Dataset excerpts on object pointing
────────────────────────────────────────
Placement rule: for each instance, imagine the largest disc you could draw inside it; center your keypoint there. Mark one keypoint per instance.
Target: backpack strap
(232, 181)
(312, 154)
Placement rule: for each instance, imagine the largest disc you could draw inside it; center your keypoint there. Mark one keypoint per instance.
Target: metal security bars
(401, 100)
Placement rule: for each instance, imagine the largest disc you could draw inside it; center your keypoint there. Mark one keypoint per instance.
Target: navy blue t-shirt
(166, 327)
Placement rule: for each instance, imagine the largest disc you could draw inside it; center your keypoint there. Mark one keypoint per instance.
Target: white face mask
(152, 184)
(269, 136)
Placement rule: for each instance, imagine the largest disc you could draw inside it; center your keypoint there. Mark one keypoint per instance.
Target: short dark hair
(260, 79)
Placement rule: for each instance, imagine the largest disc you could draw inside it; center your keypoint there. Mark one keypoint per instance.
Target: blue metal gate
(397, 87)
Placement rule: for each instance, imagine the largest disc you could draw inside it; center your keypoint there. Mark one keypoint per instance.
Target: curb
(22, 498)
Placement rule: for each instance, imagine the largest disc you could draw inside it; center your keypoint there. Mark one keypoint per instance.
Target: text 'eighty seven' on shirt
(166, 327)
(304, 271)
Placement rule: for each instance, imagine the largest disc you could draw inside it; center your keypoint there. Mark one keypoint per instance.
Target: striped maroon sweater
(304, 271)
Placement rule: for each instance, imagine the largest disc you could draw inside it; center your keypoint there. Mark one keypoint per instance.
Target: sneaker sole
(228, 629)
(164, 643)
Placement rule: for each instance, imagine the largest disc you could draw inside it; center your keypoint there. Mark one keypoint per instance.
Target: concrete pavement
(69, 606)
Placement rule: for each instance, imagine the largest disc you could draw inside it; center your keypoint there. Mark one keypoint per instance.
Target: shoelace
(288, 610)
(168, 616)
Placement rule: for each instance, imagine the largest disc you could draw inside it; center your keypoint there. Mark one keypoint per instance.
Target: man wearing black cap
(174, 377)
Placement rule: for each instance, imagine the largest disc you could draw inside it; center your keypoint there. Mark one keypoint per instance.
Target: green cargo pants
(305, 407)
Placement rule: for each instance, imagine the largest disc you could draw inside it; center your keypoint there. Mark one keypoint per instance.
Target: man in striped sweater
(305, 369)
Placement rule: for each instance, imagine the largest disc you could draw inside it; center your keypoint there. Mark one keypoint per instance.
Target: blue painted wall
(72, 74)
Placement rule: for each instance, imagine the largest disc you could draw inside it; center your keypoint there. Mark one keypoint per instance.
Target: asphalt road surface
────────────────────────────────────────
DIRECTIONS FOR THIS TASK: Return each line of the data exactly as written above.

RESULT:
Placement rule: for each instance, imagine the largest disc you could draw inside it; center your keypoint there. Mark one keypoint per instance.
Target: backpack strap
(232, 181)
(312, 154)
Placement rule: for each instance, imagine the largest disc you could draw inside it; center your keypoint there. Mark one keypoint per instance.
Target: metal security bars
(401, 100)
Placement rule: for each instance, imagine the largest disc you could draw inside it; center your keypoint there. Mark one keypoint per instance.
Target: navy blue t-shirt
(166, 327)
Placement rule: for each instance, imagine the largest disc you could draw inside it; center your keypoint there. Mark one keypoint per instance.
Target: white face mask
(152, 184)
(269, 136)
Placement rule: for each instance, imagine the largest disc you could draw inside it; center your keypoint there. Mark one keypoint per instance.
Target: short dark hair
(260, 79)
Placement rule: for each instance, imagine the largest disc you could draw inside it; center your keypoint there. Mark one keypoint per instance.
Target: blue metal gate
(397, 87)
Placement rule: for each instance, imagine the largest disc you could draw inside it; center your keypoint there. Mark one keypoint per instance.
Target: curb
(22, 498)
Placement rule: for each instance, imagine the largest disc you could draw inside it; center your keypoint there. Mark one keypoint per instance.
Target: text 'eighty seven' on shirt
(166, 327)
(304, 271)
Placement rule: for each instance, imagine the largest disc you could draw inside it; center your keypoint there. Mark one keypoint per instance.
Target: striped maroon sweater
(304, 271)
Placement rule: for each instance, imagine the largest disc you could draw inside it; center your keypoint there. Mark one keypoint per instance.
Target: sneaker sole
(228, 629)
(164, 643)
Placement rule: for each instance, imagine the largest disc you could draw inside it; center your keypoint there. Mark one keypoint per instance.
Target: concrete pavement
(69, 606)
Placement rule: for each instance, imagine the largest disc you could draw inside it; center your keypoint there. Mark one keypoint per instance.
Target: shoelace
(288, 610)
(168, 616)
Placement rule: for each instance, imagine the largest disc you could draw inside it; center your keypoint there. Mark one keypoint per instance.
Target: man wearing black cap
(174, 377)
Placement rule: for each instance, imagine the largest disc you could draw inside it; center your keypoint there. Mark one keypoint per instance.
Target: green cargo pants
(305, 407)
Placement rule: for each instance, imagine the largest disc you could draw inside it; center your keypoint there. Mark one keypoint per instance.
Target: man in striped sweater
(305, 369)
Placement rule: for each instance, imagine the largest disc you could draw inside it; center your keypoint there. Mark one keypoint per instance.
Target: blue painted wall
(72, 74)
Placement rule: for each instance, imagine the largest disc you could draw inside it; center your keypoint there. Mark one keypoint per instance.
Target: asphalt road surface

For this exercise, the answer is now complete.